### Stated task
Find every line in the rows below that contains the string "brick", and copy each one in full.

### Information provided
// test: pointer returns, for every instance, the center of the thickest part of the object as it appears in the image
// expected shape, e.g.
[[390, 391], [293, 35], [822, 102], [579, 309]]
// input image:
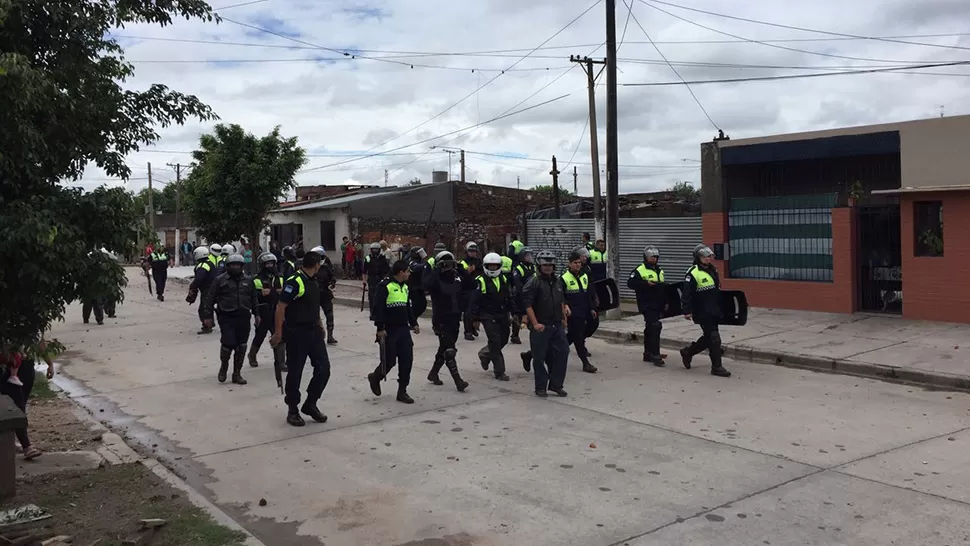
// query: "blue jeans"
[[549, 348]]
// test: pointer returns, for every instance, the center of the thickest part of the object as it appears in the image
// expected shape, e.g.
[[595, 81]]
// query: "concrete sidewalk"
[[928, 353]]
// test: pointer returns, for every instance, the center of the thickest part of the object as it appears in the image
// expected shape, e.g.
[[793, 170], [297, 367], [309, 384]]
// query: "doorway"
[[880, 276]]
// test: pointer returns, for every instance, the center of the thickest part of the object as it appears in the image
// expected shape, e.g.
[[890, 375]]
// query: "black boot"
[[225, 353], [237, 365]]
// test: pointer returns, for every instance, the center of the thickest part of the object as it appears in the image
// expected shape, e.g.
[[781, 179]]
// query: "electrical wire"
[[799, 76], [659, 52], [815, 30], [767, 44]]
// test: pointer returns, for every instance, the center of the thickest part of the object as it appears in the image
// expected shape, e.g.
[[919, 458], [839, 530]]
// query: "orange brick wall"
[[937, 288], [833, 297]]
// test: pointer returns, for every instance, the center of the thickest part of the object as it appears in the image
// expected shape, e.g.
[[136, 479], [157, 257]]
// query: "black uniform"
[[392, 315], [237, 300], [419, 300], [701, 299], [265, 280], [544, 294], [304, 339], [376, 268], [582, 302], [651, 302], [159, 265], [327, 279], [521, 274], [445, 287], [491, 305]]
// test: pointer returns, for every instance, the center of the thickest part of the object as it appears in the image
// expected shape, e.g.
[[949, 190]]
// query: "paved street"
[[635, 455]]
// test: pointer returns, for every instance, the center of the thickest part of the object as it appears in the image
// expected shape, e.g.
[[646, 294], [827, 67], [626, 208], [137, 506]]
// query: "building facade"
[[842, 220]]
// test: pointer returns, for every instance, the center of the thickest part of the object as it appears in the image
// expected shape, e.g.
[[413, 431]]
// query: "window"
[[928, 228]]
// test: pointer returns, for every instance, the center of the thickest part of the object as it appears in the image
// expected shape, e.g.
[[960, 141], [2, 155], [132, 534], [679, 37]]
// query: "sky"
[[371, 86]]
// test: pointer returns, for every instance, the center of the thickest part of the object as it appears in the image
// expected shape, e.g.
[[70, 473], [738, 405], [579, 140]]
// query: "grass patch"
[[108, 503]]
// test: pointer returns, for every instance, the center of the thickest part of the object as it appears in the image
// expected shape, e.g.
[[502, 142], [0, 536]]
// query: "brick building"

==

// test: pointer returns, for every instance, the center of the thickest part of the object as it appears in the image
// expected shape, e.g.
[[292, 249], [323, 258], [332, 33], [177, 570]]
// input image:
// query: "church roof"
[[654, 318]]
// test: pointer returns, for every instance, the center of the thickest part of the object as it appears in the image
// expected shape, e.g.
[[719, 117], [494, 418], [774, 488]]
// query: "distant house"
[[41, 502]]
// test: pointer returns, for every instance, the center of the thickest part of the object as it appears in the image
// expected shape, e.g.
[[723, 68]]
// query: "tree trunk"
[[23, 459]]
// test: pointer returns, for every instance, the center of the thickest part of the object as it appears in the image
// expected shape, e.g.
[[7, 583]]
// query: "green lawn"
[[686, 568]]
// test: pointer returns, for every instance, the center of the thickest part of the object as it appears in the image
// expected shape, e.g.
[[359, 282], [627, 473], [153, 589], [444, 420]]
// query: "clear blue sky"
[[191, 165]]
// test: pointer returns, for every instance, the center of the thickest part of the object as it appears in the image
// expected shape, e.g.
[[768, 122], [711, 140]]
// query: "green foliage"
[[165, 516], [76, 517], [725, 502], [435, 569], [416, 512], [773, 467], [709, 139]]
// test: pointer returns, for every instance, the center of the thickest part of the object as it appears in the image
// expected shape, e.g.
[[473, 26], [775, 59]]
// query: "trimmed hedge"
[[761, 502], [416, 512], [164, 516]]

* * *

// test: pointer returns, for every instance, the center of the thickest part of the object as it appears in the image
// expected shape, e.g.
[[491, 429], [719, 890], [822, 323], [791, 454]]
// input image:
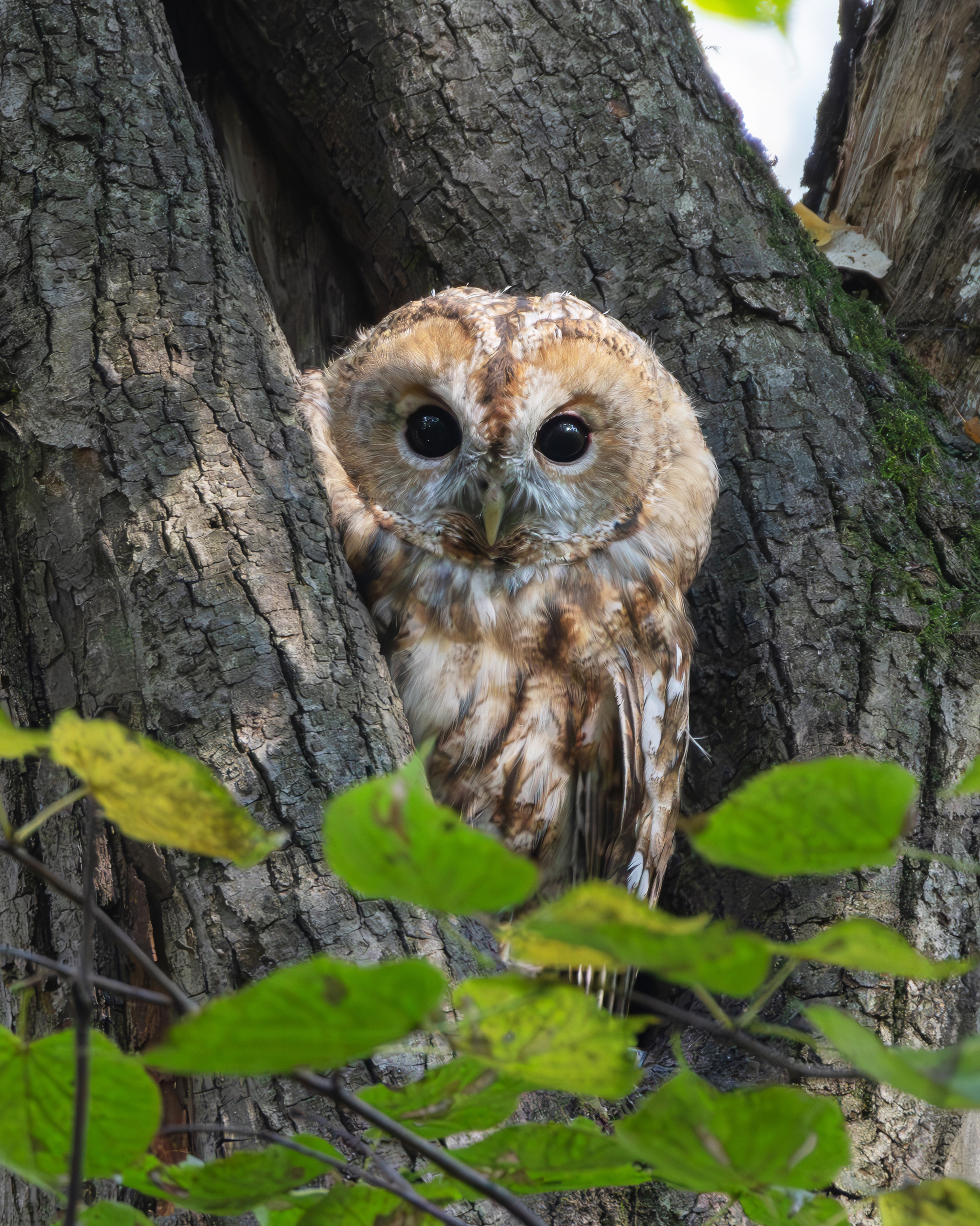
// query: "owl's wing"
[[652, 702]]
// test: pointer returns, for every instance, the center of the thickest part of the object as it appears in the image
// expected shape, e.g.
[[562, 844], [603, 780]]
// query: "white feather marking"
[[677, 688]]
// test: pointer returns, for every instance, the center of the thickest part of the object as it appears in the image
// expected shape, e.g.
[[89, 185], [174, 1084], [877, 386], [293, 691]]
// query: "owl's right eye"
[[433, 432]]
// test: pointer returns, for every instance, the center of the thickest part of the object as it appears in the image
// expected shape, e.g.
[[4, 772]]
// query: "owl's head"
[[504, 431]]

### Task response
// query: "orange brick wall"
// query: "brick building"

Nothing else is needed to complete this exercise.